▽

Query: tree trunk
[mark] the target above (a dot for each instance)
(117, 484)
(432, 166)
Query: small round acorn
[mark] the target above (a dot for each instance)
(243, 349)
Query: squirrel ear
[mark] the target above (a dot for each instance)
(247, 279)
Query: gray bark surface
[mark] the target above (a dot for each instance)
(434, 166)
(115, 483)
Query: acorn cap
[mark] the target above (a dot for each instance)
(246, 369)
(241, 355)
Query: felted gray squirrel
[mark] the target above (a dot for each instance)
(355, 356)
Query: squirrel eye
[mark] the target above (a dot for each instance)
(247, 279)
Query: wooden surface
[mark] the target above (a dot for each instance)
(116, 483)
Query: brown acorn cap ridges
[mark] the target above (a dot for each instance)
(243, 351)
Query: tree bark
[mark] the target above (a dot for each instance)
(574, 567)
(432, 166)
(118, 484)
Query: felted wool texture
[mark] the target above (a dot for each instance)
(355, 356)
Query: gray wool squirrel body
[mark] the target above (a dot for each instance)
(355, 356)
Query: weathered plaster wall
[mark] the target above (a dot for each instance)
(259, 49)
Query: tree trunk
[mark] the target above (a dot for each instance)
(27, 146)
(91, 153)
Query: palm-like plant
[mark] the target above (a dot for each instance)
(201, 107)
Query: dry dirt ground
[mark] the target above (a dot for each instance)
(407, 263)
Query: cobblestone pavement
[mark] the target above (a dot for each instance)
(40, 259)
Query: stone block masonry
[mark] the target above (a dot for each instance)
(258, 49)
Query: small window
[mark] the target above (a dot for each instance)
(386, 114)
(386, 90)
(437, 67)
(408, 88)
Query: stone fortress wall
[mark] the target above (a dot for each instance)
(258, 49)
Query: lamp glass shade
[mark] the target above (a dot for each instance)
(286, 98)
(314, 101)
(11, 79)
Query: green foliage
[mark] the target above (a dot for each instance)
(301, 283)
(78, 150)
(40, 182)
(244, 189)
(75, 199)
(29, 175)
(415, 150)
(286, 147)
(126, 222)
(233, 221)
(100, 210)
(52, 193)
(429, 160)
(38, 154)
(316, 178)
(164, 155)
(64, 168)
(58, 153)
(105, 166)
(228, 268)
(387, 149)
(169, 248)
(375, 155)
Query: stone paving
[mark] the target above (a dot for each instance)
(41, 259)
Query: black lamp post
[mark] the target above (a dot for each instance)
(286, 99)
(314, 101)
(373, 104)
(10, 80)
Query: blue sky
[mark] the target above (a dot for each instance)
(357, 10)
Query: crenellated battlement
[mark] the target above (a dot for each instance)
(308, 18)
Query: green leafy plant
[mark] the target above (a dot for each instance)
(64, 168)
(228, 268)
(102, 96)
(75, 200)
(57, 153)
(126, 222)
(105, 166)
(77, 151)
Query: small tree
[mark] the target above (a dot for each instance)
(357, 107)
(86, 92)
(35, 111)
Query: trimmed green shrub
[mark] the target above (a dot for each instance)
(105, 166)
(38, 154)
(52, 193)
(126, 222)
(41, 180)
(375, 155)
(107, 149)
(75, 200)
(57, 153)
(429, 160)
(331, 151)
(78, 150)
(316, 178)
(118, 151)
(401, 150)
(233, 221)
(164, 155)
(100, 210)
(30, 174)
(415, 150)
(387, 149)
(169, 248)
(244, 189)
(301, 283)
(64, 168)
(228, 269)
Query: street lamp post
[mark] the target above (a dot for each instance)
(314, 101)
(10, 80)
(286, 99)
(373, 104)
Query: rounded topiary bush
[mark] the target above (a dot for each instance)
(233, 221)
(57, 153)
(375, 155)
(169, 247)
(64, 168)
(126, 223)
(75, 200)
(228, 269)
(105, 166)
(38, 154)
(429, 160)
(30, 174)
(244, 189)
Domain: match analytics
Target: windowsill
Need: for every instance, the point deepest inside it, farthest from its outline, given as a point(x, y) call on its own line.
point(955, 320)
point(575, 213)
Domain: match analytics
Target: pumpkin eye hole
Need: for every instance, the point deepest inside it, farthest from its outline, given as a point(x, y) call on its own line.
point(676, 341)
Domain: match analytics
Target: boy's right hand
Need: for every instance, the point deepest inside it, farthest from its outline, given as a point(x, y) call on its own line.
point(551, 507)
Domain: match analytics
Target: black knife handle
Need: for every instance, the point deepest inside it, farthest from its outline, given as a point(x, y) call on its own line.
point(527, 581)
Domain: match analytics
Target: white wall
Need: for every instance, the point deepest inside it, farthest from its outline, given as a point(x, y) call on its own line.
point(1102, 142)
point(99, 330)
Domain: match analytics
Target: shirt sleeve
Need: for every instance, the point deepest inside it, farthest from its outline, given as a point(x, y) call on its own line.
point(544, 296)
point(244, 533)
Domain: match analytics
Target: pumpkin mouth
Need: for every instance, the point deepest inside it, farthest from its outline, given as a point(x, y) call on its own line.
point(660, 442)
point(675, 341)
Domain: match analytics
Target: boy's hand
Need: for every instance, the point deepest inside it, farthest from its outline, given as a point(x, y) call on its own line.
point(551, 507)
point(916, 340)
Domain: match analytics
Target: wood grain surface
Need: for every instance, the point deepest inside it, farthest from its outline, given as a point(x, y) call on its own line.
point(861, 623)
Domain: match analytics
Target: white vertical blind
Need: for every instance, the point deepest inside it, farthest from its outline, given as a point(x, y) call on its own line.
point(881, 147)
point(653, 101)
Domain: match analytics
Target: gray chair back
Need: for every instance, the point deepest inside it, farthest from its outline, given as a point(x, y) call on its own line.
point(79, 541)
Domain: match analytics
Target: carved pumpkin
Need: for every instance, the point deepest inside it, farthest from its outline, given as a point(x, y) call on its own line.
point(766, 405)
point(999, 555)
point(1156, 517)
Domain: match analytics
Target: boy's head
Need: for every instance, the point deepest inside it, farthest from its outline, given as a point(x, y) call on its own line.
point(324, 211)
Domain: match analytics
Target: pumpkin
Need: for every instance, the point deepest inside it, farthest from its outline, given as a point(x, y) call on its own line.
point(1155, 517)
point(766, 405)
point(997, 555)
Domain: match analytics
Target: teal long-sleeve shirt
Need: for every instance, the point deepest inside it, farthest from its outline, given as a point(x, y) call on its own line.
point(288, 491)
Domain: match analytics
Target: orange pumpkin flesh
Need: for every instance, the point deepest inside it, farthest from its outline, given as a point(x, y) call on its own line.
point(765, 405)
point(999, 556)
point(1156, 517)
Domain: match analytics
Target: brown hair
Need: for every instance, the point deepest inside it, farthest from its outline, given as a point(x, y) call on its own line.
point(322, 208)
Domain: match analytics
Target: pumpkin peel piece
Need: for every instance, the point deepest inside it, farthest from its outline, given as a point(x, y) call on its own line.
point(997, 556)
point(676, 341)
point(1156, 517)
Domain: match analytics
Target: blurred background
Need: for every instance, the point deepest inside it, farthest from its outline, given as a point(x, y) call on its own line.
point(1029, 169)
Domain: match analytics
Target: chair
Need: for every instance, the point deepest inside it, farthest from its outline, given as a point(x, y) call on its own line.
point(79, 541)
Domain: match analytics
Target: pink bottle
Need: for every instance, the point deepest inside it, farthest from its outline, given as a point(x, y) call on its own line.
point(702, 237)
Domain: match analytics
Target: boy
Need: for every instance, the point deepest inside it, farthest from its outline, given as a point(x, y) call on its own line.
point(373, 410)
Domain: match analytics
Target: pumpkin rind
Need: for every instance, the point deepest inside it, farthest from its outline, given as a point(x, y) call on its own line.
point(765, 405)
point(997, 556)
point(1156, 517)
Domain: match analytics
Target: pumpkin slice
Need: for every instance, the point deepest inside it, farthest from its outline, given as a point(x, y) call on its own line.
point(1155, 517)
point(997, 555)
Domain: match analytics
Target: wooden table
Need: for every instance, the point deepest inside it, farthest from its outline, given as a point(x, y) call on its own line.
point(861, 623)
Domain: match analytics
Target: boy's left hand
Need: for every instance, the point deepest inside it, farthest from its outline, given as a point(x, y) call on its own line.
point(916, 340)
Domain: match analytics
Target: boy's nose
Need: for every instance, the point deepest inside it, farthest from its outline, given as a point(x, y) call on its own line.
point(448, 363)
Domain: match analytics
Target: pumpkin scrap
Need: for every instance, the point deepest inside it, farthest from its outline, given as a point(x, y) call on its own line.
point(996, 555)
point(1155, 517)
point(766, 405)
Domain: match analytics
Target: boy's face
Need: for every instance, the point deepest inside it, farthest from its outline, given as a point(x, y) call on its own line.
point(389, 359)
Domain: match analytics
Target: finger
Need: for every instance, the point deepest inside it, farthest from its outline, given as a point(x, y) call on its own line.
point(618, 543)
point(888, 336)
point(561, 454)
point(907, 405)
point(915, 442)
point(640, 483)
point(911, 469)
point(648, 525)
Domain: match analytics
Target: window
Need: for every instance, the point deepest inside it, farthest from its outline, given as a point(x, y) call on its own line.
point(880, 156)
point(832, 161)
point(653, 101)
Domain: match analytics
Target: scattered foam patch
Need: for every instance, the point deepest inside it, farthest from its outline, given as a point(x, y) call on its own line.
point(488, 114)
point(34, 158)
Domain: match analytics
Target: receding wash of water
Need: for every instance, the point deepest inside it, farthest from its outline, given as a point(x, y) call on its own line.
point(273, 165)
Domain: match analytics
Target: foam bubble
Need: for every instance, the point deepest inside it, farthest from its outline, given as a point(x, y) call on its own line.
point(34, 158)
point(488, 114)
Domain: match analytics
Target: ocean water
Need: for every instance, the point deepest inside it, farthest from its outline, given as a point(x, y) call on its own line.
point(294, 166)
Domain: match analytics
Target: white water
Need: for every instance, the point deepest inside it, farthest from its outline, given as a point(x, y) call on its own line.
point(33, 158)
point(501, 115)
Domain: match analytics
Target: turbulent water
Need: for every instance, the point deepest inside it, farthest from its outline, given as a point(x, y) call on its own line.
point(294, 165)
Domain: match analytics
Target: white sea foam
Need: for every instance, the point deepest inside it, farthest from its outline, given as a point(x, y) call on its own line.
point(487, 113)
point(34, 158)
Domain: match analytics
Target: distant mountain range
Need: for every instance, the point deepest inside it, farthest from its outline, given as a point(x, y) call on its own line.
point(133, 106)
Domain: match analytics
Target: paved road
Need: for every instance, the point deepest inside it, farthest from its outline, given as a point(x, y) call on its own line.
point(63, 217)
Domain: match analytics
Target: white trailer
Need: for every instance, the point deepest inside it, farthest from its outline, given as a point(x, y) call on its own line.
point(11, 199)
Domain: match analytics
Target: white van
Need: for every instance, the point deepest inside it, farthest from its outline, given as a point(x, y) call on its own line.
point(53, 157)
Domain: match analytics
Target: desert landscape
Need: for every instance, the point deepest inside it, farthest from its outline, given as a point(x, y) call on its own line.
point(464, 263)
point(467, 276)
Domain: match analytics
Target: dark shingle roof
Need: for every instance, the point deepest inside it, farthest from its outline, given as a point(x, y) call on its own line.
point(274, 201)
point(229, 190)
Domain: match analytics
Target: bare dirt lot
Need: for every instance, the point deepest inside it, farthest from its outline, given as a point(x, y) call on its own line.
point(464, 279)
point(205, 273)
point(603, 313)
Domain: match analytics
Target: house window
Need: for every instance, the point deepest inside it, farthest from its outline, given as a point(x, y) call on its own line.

△

Once you reach the line with "Target: pumpkin slice" in the data above, copy it and every line after it exactly, up to and including the line with "Target: wooden table".

Target: pumpkin slice
Need: for every instance, the point deepest inside it, farthest from its outline, given as a point(x, y) call on its own line.
point(1155, 517)
point(997, 555)
Domain: match analytics
Target: wooden table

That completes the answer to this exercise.